(TASK DESCRIPTION) Your answer should be a single number: the count of lines in the records below containing the word "memorial".

++++++

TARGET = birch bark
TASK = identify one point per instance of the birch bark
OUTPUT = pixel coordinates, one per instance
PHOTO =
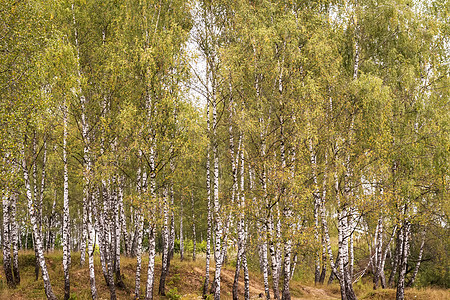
(66, 214)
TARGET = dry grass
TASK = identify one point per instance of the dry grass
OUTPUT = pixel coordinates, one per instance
(185, 280)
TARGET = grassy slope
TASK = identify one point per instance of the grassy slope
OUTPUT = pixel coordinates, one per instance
(186, 277)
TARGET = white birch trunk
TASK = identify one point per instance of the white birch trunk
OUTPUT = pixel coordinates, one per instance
(66, 214)
(6, 240)
(194, 233)
(151, 265)
(14, 238)
(38, 243)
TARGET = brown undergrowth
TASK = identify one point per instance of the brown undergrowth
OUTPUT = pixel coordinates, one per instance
(184, 281)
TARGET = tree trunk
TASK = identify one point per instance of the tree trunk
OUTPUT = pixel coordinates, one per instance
(14, 238)
(7, 241)
(181, 231)
(400, 295)
(151, 264)
(38, 242)
(66, 218)
(194, 233)
(419, 258)
(208, 191)
(166, 245)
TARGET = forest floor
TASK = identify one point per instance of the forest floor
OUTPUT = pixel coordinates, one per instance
(184, 281)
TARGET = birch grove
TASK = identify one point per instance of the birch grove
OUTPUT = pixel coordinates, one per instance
(263, 145)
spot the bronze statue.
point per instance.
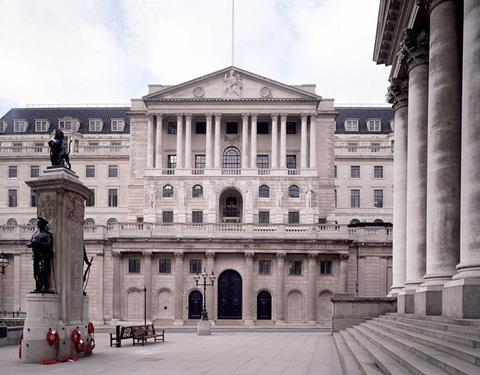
(42, 248)
(59, 156)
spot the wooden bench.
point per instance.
(136, 333)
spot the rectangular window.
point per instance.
(172, 127)
(264, 267)
(325, 267)
(355, 198)
(291, 161)
(12, 198)
(355, 171)
(375, 147)
(200, 128)
(89, 171)
(134, 265)
(197, 217)
(264, 217)
(90, 202)
(112, 197)
(41, 126)
(351, 125)
(200, 161)
(291, 127)
(33, 199)
(293, 217)
(295, 267)
(263, 162)
(12, 171)
(113, 171)
(167, 216)
(171, 161)
(34, 171)
(377, 171)
(232, 128)
(378, 198)
(195, 266)
(95, 125)
(262, 128)
(374, 125)
(164, 266)
(118, 125)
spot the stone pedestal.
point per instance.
(203, 328)
(60, 201)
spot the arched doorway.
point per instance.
(231, 204)
(264, 305)
(195, 301)
(230, 295)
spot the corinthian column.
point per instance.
(443, 176)
(461, 296)
(149, 140)
(397, 96)
(274, 162)
(179, 141)
(188, 141)
(244, 140)
(178, 288)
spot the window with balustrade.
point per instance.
(168, 191)
(264, 191)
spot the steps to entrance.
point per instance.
(408, 344)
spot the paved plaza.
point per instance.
(292, 353)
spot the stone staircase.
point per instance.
(410, 344)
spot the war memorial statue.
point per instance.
(42, 248)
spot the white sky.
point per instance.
(108, 51)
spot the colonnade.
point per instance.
(213, 158)
(436, 244)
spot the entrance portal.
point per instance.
(195, 300)
(230, 295)
(264, 306)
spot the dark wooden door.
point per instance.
(264, 306)
(230, 295)
(195, 301)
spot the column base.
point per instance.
(460, 298)
(406, 301)
(428, 300)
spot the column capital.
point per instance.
(397, 93)
(178, 254)
(414, 48)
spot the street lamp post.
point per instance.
(204, 324)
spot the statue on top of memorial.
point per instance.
(59, 155)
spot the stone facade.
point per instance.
(230, 172)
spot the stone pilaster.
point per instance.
(274, 161)
(178, 288)
(248, 288)
(443, 170)
(398, 97)
(188, 141)
(461, 296)
(280, 288)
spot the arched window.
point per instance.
(264, 191)
(168, 191)
(293, 191)
(231, 158)
(197, 191)
(112, 221)
(89, 221)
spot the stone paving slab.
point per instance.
(285, 353)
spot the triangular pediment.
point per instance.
(232, 84)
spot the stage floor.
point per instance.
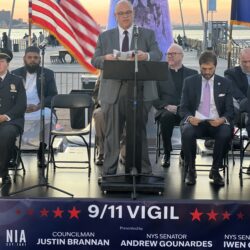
(76, 181)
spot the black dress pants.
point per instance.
(167, 122)
(8, 134)
(221, 134)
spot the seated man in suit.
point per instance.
(31, 73)
(206, 110)
(169, 98)
(240, 77)
(12, 109)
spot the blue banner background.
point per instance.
(43, 224)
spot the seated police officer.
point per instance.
(12, 109)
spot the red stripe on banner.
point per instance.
(75, 29)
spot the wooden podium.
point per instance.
(133, 180)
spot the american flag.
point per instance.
(71, 24)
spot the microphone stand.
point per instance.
(43, 180)
(134, 171)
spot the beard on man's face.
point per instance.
(32, 68)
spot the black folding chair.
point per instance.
(16, 162)
(83, 105)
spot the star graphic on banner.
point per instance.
(240, 216)
(44, 212)
(196, 215)
(30, 212)
(226, 215)
(58, 212)
(74, 213)
(212, 215)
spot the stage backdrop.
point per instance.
(93, 224)
(153, 14)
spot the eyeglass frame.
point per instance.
(174, 53)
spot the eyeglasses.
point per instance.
(127, 13)
(173, 54)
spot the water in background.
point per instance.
(190, 33)
(198, 33)
(19, 33)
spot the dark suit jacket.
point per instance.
(167, 91)
(239, 82)
(191, 94)
(50, 88)
(13, 99)
(107, 42)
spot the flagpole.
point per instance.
(229, 47)
(30, 24)
(11, 18)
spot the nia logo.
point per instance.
(15, 237)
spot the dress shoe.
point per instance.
(99, 160)
(181, 160)
(41, 161)
(248, 170)
(6, 179)
(209, 144)
(191, 177)
(165, 161)
(122, 160)
(216, 177)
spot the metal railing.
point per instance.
(68, 81)
(221, 49)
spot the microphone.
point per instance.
(43, 44)
(136, 31)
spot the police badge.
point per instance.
(13, 88)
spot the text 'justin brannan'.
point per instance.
(73, 242)
(133, 212)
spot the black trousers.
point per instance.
(221, 134)
(8, 134)
(167, 122)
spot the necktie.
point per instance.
(205, 107)
(125, 41)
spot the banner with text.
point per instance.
(104, 224)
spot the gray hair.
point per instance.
(124, 1)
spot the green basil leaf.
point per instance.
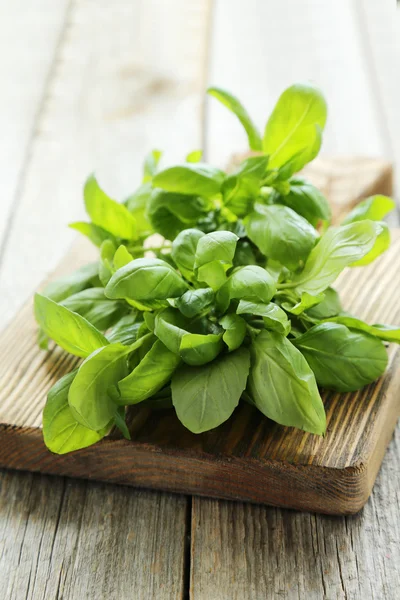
(170, 213)
(234, 105)
(68, 329)
(150, 375)
(388, 333)
(306, 302)
(341, 359)
(106, 213)
(306, 200)
(330, 306)
(190, 178)
(193, 348)
(204, 397)
(235, 330)
(89, 397)
(194, 156)
(126, 330)
(292, 129)
(273, 316)
(71, 284)
(137, 205)
(183, 251)
(241, 189)
(194, 301)
(62, 433)
(146, 279)
(150, 165)
(337, 249)
(94, 233)
(283, 386)
(374, 208)
(95, 307)
(281, 234)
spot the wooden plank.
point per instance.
(68, 539)
(129, 77)
(334, 474)
(253, 552)
(24, 83)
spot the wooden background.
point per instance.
(93, 85)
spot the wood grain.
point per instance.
(248, 457)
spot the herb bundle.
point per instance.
(232, 302)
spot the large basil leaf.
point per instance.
(151, 374)
(146, 279)
(281, 234)
(337, 249)
(293, 129)
(106, 213)
(241, 189)
(68, 329)
(183, 250)
(170, 213)
(283, 386)
(73, 283)
(306, 200)
(235, 106)
(193, 348)
(273, 316)
(235, 330)
(341, 359)
(383, 332)
(204, 397)
(89, 395)
(191, 178)
(62, 433)
(95, 307)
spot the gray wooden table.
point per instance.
(92, 84)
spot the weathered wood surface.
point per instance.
(248, 457)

++++++

(ANSWER SECTION) 2